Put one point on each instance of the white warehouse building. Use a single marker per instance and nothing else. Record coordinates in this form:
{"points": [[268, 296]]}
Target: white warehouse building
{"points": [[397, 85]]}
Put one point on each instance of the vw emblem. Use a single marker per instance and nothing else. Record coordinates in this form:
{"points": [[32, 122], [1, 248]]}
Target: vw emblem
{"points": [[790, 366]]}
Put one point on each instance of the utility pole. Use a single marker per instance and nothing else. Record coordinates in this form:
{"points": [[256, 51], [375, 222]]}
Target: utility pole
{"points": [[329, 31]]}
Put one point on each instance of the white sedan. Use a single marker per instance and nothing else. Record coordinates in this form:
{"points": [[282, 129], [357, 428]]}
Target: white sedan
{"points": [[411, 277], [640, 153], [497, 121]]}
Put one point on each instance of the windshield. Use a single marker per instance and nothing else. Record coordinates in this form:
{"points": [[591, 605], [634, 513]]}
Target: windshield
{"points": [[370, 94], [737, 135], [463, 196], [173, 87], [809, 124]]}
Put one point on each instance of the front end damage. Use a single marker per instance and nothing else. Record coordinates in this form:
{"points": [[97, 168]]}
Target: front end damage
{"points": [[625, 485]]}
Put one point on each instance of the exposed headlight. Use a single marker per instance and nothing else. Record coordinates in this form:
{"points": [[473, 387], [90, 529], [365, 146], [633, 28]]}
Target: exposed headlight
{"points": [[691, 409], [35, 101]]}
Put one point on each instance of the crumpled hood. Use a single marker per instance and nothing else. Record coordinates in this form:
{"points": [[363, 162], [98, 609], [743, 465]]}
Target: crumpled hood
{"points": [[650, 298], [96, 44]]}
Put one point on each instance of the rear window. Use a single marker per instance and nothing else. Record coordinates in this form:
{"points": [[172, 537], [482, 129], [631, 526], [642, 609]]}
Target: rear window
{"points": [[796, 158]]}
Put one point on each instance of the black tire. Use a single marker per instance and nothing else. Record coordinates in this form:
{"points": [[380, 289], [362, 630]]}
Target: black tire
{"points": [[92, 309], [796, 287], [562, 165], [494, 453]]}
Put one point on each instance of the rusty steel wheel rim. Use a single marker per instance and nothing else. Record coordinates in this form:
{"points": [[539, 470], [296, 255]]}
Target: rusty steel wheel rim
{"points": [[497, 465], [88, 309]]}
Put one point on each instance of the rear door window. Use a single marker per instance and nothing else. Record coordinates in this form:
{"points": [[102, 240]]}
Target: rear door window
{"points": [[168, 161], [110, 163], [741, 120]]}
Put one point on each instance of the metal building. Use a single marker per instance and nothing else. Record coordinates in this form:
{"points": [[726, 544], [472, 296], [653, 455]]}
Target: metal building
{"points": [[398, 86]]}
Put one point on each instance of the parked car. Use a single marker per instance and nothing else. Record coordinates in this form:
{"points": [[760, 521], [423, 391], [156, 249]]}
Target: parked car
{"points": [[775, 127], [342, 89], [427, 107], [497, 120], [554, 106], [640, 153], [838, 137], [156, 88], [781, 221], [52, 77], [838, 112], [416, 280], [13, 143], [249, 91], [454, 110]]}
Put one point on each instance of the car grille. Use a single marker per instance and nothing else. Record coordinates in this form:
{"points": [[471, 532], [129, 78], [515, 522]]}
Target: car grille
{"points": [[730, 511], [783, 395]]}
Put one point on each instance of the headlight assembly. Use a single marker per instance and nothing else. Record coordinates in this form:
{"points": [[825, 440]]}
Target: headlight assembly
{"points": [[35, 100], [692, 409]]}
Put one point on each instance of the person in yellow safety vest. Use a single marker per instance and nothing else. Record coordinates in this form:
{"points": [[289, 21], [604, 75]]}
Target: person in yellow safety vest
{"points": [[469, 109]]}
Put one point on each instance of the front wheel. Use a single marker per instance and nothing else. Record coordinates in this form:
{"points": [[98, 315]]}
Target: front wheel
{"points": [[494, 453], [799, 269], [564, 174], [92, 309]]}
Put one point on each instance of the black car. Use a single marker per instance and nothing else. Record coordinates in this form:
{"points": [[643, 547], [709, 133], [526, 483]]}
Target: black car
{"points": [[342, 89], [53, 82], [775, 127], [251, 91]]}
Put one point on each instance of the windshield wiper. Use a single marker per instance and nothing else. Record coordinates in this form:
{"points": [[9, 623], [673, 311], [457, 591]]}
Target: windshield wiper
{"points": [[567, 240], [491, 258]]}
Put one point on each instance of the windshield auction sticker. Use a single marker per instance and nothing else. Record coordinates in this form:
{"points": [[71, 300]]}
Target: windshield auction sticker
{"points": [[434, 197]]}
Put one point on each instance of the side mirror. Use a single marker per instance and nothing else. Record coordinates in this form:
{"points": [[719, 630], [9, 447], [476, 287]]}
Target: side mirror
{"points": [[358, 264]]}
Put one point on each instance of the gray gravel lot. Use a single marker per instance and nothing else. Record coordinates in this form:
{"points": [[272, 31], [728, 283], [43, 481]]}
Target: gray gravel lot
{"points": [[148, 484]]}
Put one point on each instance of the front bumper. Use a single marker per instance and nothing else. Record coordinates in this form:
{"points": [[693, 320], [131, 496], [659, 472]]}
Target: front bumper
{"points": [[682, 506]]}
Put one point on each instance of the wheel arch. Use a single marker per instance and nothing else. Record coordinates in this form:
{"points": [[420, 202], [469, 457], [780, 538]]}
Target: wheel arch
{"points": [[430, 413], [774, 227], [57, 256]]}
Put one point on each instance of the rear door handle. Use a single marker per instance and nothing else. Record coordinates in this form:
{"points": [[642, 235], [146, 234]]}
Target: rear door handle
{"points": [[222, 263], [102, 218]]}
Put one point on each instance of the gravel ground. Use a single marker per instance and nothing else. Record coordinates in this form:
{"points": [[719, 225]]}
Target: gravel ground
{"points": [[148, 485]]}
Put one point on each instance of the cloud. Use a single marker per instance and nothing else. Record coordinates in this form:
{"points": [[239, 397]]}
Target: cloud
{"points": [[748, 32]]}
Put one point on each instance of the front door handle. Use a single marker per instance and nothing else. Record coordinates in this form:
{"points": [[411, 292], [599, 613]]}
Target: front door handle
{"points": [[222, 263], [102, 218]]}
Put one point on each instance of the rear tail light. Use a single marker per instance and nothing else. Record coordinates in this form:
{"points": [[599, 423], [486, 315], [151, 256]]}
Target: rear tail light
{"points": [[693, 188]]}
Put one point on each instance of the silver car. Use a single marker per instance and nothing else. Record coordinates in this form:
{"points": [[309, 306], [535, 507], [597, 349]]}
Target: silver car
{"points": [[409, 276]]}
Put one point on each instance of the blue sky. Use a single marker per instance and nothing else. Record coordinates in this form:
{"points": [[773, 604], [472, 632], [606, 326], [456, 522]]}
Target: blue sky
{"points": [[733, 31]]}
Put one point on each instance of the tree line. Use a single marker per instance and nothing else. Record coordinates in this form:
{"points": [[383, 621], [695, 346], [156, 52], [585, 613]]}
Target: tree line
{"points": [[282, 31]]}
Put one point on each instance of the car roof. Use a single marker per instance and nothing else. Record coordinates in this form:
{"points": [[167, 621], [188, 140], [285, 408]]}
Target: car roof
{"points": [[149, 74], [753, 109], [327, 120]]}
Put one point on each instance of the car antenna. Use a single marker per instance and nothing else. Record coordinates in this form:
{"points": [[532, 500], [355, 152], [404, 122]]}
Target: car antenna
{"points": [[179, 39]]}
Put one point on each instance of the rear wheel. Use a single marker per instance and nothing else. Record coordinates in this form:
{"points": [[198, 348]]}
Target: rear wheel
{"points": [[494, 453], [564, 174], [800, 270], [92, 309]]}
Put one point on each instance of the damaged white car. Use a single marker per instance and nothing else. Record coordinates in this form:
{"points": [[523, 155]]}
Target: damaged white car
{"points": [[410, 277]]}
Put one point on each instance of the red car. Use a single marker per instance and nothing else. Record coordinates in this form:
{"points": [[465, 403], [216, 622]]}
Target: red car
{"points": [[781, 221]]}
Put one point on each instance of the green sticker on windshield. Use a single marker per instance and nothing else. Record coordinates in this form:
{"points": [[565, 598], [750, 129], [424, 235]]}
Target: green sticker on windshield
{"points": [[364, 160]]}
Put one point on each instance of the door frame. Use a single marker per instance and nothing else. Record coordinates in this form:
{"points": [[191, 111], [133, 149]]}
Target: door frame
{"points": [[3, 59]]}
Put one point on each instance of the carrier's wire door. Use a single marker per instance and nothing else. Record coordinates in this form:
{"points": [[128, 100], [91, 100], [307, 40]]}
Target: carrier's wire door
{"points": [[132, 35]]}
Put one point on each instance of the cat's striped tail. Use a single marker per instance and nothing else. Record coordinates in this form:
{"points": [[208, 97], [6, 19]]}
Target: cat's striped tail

# # # # # # #

Work instructions:
Everything from the line with "Put one point on each instance of the rear wheel." through the last line of the material above should be echoed exactly, and nothing else.

Result for this task:
Put one point on each instance of the rear wheel. Use a single marker per instance and nothing else. Record coordinates in this form:
{"points": [[198, 348]]}
Target: rear wheel
{"points": [[494, 453], [564, 174], [800, 270], [92, 309]]}
Put one point on each instance of the damaged white car. Use a single marker per instance and nothing else. Record coordinates in this form:
{"points": [[523, 155]]}
Target: damaged white car
{"points": [[410, 277]]}
Put one point on each instance of the red car. Use a single marker per instance and nothing else. Record coordinates in this form:
{"points": [[465, 403], [216, 622]]}
Target: red car
{"points": [[781, 221]]}
Put one point on each instance of the green sticker on windshield. Use a single marker per instance and nothing else. Record coordinates in this form:
{"points": [[565, 598], [750, 129], [424, 235]]}
Target: green sticker on windshield
{"points": [[364, 160]]}
Put one point on each instance of the door frame. Use a single marker per instance and nothing else. Record coordinates in this form:
{"points": [[191, 111], [133, 149]]}
Target: door frame
{"points": [[3, 59]]}
Put one point on each instance of the carrier's wire door. Use a single marker per instance and nothing else. Record coordinates in this form:
{"points": [[128, 100], [91, 100], [307, 40]]}
Target: carrier's wire door
{"points": [[132, 35]]}
Put one point on each instance of the cat's striped tail. Use a single marker per instance and nothing else. Record coordinates in this form:
{"points": [[208, 97], [6, 19]]}
Target: cat's striped tail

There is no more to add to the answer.